> [Do this] Transcribe the records exactly from the line with "Practice step: point at the sweaty" to the end, both included.

— Begin —

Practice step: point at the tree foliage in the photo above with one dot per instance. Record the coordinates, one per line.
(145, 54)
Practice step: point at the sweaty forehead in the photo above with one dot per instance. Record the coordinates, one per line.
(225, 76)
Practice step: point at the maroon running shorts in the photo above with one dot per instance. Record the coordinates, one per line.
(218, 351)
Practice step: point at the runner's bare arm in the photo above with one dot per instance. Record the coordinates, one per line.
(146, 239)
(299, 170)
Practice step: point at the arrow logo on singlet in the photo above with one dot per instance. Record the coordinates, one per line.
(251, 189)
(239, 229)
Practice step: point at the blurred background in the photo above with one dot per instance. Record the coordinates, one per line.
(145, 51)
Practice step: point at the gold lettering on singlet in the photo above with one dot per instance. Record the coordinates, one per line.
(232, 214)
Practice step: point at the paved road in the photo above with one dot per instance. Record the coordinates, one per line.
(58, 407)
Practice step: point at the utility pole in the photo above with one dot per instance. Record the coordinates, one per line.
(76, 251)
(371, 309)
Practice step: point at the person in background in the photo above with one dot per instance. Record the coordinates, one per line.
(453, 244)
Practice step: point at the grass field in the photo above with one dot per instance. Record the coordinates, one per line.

— End —

> [Complete answer]
Practice step: point at the sweaty forehead in the photo above with one dot per instance. Record the coordinates, one per line.
(225, 76)
Practice step: point at the maroon running shorts in the photo above with one dot per instance. Record the coordinates, one per line.
(218, 351)
Practice step: point at the runner's bare arm in the photo above with one dot per instance. Record the coordinates, one per line.
(146, 239)
(299, 170)
Practice step: point at the arrow logo on singlet in the photo above with one dot per instance. Record the coordinates, one per line.
(251, 189)
(239, 229)
Practice step: point at the blurred background in the photo above with one dot per instance. Record the coordinates, one per line.
(145, 51)
Practice step: point at the gold lettering on singlet in the photo above with one dot per instance. Record the coordinates, one per line.
(232, 214)
Practice step: point at the paved road in the photo above with one dot per instance. Record the coordinates, one per line.
(58, 407)
Practice step: point at the utility pole in the photo above with one dot per instance. Record the coordinates, one per line.
(76, 251)
(371, 309)
Practice step: point at the person in background in the photo above with one dot per instance. Record the coordinates, one per line.
(453, 244)
Practice step: point at the grass field in the photo above with one dot per instance. Record the coordinates, one per line.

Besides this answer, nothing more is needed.